* Given exercise *
State how many lines of the records below contain the string "sock", matching case exactly, and reply with only that number.

Point-based annotation data
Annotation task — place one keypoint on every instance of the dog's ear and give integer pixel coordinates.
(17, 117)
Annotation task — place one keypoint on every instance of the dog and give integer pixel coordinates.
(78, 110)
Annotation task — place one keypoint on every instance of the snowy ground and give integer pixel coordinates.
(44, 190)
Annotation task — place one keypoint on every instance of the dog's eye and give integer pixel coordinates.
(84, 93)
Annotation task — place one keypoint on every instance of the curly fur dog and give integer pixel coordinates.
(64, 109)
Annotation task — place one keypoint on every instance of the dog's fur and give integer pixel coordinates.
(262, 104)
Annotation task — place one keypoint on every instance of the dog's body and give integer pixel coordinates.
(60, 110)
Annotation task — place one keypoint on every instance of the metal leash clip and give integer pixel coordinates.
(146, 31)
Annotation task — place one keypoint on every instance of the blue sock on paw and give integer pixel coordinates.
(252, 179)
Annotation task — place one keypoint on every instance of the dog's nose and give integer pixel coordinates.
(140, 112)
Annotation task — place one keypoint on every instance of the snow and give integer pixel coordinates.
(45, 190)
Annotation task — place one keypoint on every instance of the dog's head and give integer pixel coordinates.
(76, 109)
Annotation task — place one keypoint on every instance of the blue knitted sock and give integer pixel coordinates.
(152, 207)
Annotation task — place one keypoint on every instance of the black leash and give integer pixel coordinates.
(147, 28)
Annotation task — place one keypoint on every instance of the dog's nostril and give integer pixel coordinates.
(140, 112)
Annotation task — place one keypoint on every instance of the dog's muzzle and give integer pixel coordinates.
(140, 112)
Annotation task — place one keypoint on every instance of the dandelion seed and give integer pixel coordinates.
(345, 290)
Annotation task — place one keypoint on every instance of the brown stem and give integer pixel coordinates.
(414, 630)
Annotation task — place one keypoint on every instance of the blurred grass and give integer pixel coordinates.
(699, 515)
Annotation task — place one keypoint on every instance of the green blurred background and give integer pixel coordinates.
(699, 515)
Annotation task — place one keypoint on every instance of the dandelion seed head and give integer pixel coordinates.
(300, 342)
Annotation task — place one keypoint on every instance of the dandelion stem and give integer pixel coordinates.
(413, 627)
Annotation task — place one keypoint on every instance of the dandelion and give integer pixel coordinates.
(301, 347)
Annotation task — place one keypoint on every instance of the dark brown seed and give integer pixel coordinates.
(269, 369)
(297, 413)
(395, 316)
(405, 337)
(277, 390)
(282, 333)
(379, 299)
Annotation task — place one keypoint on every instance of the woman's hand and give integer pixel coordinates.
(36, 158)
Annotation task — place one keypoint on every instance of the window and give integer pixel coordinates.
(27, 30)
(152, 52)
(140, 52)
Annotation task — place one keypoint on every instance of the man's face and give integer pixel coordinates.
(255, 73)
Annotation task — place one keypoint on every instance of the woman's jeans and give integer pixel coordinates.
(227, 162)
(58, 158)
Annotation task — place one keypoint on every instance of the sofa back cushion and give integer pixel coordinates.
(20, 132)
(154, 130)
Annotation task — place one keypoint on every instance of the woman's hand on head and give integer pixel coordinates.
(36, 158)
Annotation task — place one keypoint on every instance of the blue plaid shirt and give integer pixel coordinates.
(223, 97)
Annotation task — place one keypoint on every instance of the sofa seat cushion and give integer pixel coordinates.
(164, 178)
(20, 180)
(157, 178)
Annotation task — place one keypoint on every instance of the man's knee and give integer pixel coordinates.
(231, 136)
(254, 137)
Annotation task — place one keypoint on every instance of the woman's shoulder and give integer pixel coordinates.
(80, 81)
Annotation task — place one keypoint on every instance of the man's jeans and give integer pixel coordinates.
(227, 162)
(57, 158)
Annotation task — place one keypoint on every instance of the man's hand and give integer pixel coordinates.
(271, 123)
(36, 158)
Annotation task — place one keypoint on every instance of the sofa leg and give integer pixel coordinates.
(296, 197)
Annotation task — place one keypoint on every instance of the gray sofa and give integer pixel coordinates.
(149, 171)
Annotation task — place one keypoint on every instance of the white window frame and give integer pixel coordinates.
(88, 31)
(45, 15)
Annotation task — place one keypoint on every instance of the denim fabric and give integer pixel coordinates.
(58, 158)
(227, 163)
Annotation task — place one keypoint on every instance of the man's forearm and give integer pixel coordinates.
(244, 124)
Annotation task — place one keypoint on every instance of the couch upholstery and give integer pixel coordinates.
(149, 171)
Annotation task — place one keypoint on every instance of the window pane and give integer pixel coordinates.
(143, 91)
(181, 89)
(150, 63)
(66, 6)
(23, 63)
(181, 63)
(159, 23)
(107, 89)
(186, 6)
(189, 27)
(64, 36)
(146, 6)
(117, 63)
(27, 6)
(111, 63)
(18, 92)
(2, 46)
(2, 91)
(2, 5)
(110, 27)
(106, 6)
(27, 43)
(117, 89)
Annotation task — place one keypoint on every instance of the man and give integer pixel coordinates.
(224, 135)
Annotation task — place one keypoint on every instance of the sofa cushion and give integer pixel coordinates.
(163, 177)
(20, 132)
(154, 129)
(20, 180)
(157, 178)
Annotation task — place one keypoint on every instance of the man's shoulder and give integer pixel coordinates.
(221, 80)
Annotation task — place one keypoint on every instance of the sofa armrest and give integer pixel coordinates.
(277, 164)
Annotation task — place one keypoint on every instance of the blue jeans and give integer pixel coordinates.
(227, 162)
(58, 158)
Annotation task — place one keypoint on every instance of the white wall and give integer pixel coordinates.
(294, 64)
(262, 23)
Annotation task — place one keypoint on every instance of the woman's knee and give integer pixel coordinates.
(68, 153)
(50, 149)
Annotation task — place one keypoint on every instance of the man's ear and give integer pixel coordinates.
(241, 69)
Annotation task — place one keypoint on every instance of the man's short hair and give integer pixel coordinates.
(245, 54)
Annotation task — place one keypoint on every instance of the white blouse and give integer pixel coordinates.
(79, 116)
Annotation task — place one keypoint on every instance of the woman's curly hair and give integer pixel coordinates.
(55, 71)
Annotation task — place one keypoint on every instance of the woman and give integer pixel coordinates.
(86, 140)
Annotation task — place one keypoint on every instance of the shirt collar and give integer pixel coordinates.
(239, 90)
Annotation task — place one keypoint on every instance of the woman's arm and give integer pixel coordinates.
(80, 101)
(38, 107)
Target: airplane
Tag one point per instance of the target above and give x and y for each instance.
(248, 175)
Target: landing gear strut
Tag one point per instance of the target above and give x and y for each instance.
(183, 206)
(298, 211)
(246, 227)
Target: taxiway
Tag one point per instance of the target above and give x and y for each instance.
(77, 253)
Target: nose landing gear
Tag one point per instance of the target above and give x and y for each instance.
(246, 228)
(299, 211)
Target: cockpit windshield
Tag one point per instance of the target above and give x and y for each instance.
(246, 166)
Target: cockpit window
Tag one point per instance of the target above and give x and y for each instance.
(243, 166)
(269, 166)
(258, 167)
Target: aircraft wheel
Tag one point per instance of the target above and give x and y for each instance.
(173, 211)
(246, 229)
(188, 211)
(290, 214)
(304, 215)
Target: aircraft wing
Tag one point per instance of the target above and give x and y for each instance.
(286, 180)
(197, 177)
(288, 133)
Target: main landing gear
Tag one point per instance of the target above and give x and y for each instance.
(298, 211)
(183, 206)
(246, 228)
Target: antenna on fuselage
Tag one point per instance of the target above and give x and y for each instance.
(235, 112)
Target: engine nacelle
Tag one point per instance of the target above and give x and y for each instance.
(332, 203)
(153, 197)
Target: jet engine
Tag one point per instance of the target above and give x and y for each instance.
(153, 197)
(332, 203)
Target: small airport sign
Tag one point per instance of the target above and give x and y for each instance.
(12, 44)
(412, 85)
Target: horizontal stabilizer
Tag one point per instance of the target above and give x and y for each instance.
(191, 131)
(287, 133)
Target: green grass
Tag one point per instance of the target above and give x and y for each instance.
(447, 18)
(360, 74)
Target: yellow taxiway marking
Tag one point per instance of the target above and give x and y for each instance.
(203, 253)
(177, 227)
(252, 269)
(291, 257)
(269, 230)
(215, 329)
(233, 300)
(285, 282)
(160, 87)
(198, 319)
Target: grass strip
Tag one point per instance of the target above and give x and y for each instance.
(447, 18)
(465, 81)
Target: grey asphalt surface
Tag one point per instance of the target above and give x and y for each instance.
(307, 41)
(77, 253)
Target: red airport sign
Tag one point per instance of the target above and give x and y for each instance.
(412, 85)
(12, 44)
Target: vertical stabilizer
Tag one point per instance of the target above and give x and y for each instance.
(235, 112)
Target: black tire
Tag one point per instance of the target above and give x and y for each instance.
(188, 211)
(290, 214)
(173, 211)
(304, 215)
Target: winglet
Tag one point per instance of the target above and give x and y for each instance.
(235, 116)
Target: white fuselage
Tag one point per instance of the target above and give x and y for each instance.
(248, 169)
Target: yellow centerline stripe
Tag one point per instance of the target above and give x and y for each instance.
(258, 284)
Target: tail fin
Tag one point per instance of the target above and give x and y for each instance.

==

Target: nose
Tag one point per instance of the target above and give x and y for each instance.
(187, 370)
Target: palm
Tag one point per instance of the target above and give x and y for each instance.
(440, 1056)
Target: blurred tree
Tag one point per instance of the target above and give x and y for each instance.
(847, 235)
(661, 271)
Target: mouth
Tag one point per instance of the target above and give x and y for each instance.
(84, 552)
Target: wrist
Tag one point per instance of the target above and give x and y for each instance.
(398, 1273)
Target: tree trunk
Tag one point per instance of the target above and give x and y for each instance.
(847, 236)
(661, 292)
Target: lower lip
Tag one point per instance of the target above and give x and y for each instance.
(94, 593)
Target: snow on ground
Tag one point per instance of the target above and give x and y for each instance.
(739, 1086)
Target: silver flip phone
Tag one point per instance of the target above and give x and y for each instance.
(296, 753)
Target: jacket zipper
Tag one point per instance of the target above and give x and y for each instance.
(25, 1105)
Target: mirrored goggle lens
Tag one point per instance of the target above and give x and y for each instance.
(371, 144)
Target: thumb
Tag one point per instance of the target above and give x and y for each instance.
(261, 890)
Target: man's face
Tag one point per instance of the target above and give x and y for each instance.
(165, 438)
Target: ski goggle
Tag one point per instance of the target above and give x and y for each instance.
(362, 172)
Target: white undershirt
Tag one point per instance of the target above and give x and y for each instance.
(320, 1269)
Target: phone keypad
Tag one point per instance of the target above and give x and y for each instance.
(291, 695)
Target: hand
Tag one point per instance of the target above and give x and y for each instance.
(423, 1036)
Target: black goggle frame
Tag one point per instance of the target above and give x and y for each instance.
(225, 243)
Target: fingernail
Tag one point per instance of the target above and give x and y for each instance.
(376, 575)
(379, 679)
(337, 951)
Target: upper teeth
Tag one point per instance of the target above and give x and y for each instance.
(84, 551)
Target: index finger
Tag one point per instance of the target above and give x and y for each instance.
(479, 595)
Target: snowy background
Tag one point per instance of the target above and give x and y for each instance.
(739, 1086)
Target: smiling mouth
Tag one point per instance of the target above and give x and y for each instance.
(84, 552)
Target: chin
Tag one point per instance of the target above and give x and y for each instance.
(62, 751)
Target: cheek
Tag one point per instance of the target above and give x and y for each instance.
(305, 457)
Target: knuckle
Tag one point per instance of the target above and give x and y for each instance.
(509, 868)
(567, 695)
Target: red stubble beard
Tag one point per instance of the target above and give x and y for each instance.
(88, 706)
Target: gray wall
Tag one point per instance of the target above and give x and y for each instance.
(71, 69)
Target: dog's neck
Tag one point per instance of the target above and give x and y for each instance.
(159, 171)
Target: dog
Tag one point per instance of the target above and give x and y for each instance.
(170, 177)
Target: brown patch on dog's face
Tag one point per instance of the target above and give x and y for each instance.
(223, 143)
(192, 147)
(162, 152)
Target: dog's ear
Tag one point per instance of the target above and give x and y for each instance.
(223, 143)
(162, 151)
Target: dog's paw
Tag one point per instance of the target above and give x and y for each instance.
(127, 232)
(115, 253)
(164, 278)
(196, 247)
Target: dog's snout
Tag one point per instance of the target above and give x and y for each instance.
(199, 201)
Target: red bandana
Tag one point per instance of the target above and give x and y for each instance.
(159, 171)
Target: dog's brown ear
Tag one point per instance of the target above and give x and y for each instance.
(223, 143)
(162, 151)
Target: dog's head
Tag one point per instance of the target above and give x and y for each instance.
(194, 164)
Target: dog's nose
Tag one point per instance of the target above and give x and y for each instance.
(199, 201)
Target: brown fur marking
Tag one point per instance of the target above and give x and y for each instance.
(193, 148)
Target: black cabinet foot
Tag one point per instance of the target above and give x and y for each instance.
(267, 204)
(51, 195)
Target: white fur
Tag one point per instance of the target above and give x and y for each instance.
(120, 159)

==

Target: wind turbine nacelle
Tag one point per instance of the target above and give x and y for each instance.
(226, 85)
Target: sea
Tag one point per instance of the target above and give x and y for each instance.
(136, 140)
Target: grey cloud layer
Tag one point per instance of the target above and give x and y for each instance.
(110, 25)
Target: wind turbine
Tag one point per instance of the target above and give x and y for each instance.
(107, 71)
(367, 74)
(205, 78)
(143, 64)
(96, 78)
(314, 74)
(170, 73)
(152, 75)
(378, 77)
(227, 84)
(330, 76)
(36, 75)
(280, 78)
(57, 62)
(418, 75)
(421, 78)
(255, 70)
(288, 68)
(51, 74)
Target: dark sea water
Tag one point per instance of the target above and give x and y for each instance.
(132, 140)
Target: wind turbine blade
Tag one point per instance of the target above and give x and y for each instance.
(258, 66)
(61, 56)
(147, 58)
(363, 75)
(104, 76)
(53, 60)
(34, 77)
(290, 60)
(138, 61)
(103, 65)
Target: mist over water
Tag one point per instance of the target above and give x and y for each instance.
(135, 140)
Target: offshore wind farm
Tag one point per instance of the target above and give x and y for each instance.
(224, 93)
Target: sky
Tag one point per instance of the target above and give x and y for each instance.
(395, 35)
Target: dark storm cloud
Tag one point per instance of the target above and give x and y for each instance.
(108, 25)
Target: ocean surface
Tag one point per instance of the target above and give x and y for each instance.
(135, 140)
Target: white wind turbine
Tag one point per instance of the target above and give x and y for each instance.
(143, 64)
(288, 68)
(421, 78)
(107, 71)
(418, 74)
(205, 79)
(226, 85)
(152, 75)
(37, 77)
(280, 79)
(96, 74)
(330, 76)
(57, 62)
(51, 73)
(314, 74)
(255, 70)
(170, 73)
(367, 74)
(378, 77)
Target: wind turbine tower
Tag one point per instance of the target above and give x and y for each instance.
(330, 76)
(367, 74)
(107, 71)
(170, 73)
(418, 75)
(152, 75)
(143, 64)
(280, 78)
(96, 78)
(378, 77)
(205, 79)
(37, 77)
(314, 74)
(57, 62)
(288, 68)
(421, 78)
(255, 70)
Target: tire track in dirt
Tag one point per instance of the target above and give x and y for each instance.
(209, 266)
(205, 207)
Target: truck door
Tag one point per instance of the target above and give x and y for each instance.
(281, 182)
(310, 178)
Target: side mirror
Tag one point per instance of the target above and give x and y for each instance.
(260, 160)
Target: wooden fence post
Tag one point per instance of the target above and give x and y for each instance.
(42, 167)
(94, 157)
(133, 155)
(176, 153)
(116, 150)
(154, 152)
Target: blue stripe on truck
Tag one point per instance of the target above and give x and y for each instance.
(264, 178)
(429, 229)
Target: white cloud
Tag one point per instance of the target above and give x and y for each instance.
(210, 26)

* Response for this exercise *
2